▸ INSTRUCCIÓN: Sustituye "Ciudad de México" por "CDMX" en el fragmento del texto sobre la selección femenil que empieza en "Mi compañera Diana, igual" y termina tras "del equipo representativo.", y escribe ese fragmento completo.

▸ TEXTO DE LECTURA:
== == ==

Era como una India María al lado de una Megan Fox en un concurso de belleza.

Con el paso del tiempo, mi sueño se volvió una pequeña canica que guardé debajo de la cama porque la quería ignorar. Pero seguía estando ahí, molestando e incomodando desde lo más profundo de mi subconsciente.

Recuerdo ver por Internet los partidos del mundial en Panamá 2018. Recuerdo emocionarme con cada lanzamiento, jugada, partido, y punto. La selección femenil de México quedó en cuarto lugar. Yo seguía entrenando aquí en Colima todos los días. Pero mi mente seguía allá, en la tierra prometida.

Yo estaba dispuesta a nadar contra corriente cuál Michael Phelps con tal de conseguir mi medalla de oro. Y nada ni nadie, ni las que iban con todo pagado, ni las jugadoras favoritas de los coaches me lo iban a impedir. Si ellas pueden, ¿por qué yo no?

Y así comencé mi 2019, llena de determinación (y uno que otro kilo de más gracias a las vacaciones) de ser la mejor versión de mi misma. Dejé de tomar, comencé a hacer ejercicio unas 3 horas diarias, comía lo más saludable posible, me desvelaba para terminar mis tareas y no faltaba a entrenar por nada del mundo.

Mi compañera Diana, igual o más aferrada a este sueño, y yo, viajamos a Ciudad de México el 22 y 23 de febrero para hacer pruebas físicas. Después en junio y luego en septiembre. Me sentía a buen nivel, muy por encima de varias otras. Durante todo ese tiempo me exigía cada vez más y la espera por ver la lista final de seleccionadas me estaba matando.

Pero hacía falta la prueba final: El Torneo Nacional de la Federación en noviembre en Ciudad de México, donde el nivel es el más exigente. Ahí estarían los entrenadores de la selección, realizando las últimas visorias para escoger a las chicas que formarían parte del equipo representativo.

Nos fue muy bien en la primera fase, ganamos nuestros 3 partidos. Pero perdimos de manera rotunda y aplastante en octavos de final.

Yo creí haber desarrollado un buen papel. Tenía esperanza. Muchos me dijeron que jugué bien. Siempre es frustrante perder pero estaba satisfecha con mi participación.

== == ==

▸ DATOS PROPORCIONADOS:
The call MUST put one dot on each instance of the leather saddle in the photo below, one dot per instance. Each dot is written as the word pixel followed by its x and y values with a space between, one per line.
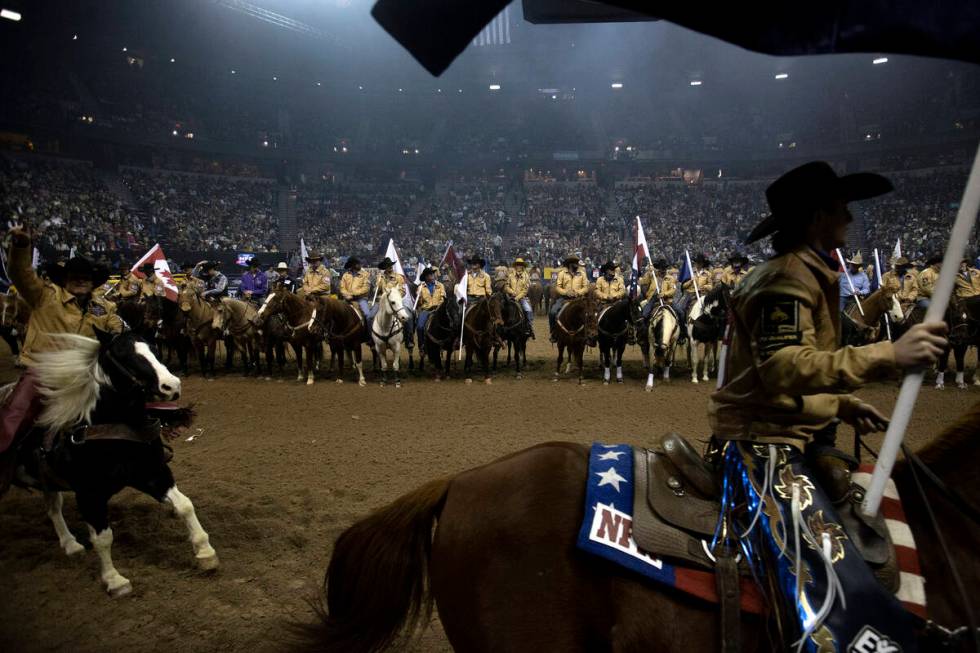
pixel 675 511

== == ==

▸ RESULTADO:
Mi compañera Diana, igual o más aferrada a este sueño, y yo, viajamos a CDMX el 22 y 23 de febrero para hacer pruebas físicas. Después en junio y luego en septiembre. Me sentía a buen nivel, muy por encima de varias otras. Durante todo ese tiempo me exigía cada vez más y la espera por ver la lista final de seleccionadas me estaba matando.

Pero hacía falta la prueba final: El Torneo Nacional de la Federación en noviembre en CDMX, donde el nivel es el más exigente. Ahí estarían los entrenadores de la selección, realizando las últimas visorias para escoger a las chicas que formarían parte del equipo representativo.